A Prayer Book Service

At 8am this morning I read this:

the Priest standing at the north side of the Table shall say the Lord’s Prayer, with the Collect following, the people kneeling.
OUR Father, which art in heaven, Hallowed be thy Name. Thy Kingdom come. Thy will be done, in earth as it is in heaven. Give us this day our daily bread. And forgive us our trespasses, As we forgive them that trespass against us. And lead us not into temptation; But deliver us from evil. Amen. The Prayer Book Society.

I was leading the early communion service. I found myself noticing and reflecting at various points on the service. One of the main reflections, of necessity, was how the customary usage varies from place to place. And in fact how many of the changes are not signalled in the rubric (helpfully actually in red above) but simply in the heads and habiti of the congregations using it. Some of the differences are due to changes in church layouts between Cranmer’s intent and the actual willingness of congregations to enact or continue them. There is evidence, if you like, of a four-hundred year praxic negotiation between theologies, politics, custom and sensibilities. Part of the result of this is that many who promote and defend the use of the BCP are actually promoting and defending a set of usages which may be inimical to the intent and even theology of Cranmer. The irony is that in opposing liturgical development, they are defending a set of liturgical developments, de facto.

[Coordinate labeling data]
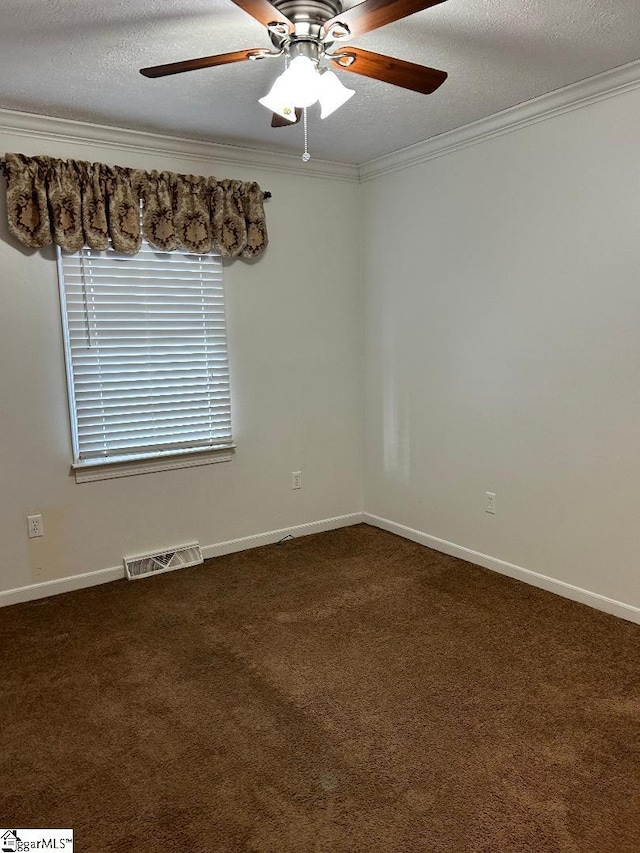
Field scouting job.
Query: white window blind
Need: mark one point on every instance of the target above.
(146, 351)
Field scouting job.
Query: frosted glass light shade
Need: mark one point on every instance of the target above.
(302, 81)
(278, 101)
(301, 85)
(333, 93)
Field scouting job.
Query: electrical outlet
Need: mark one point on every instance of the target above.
(35, 526)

▶ _Stated exercise_
Write what follows in the reflection on leading the Prayer Book communion service, continuing after its last sentence.

▶ _Written answer_
So this ‘north side’ thing: it goes back to Cranmer’s desire to remove altars (and the theology that referred to them thus and positioned them at the west end against the wall) and replace them with tables but tables set lengthways in chancels around which people would stand or kneel for the communion. This was too radical and custom reverted to a table at the west end. However the north side president remained in the rubric and in practice, the differenc being that in the original intent the president would have been standing at a long side of the table facing at least some of the congregants, when the table moved back to the west end (altarwise) then the presider now stood at a short end with the congregation entirely to his right hand side.

So, I obeyed the rubric at this point and stood at the north side (short, left hand side as the congregation looked) of the communion table. I tend to take the view that if ‘they’ want the BCP, then they should get it not the modified version. In practice I step back from this but at points I like to symbolically make the point. Most presiders would probably turn and face the congregation from the chancel step and perhaps even make some greeting before turning to say the Lord’s prayer. I think that this felt need to greet is important to note. I followed the rubric and did not do so, but it feels wierd, even wrong; there is no sense of human contact or connection which is surely and important dimension of a congregational act: the congregation needs to be (liturgically -formally or informally) acknowledged and ‘made one’ with the presider.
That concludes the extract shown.